## Start Entries

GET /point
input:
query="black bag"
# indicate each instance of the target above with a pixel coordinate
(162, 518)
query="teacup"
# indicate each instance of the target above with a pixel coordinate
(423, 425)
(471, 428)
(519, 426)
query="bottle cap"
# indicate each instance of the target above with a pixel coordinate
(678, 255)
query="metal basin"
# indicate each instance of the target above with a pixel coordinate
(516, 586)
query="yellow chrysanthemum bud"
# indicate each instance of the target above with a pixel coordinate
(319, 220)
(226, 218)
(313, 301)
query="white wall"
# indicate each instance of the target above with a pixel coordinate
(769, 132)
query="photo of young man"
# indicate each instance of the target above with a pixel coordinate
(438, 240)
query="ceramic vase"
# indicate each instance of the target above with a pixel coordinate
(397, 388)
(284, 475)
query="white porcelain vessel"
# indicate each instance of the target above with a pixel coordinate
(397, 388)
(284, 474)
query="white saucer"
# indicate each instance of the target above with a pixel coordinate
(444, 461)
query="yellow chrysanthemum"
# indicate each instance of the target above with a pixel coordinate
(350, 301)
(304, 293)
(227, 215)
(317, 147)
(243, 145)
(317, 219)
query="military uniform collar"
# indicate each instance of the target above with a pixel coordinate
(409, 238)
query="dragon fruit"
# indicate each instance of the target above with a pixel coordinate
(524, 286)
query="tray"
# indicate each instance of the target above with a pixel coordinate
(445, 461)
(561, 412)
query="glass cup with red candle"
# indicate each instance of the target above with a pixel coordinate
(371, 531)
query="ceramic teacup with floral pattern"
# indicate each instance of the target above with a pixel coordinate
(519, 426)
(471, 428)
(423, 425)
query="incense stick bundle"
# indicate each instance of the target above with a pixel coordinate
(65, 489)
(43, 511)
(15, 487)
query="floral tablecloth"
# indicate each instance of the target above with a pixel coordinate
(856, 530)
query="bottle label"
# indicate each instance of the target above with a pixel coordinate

## End Entries

• [Short exercise]: Look above for the line containing "cup with red", then transcribe it and all lines after it through the last, exactly and with nothing else.

• [Exercise answer]:
query="glass cup with red candle"
# indicate each instance of the target above with a pixel coordinate
(371, 531)
query="ceramic teacup with floral pattern"
# indicate each instance of the target above with a pixel coordinate
(519, 426)
(471, 428)
(423, 425)
query="incense stick bundle"
# indicate each instance of the target above with a pixel coordinate
(65, 489)
(43, 511)
(15, 487)
query="floral tablecloth"
# indicate each instance of the target above with a pixel coordinate
(856, 530)
query="bottle label"
# indicate each instance of the target above with a pixel coordinate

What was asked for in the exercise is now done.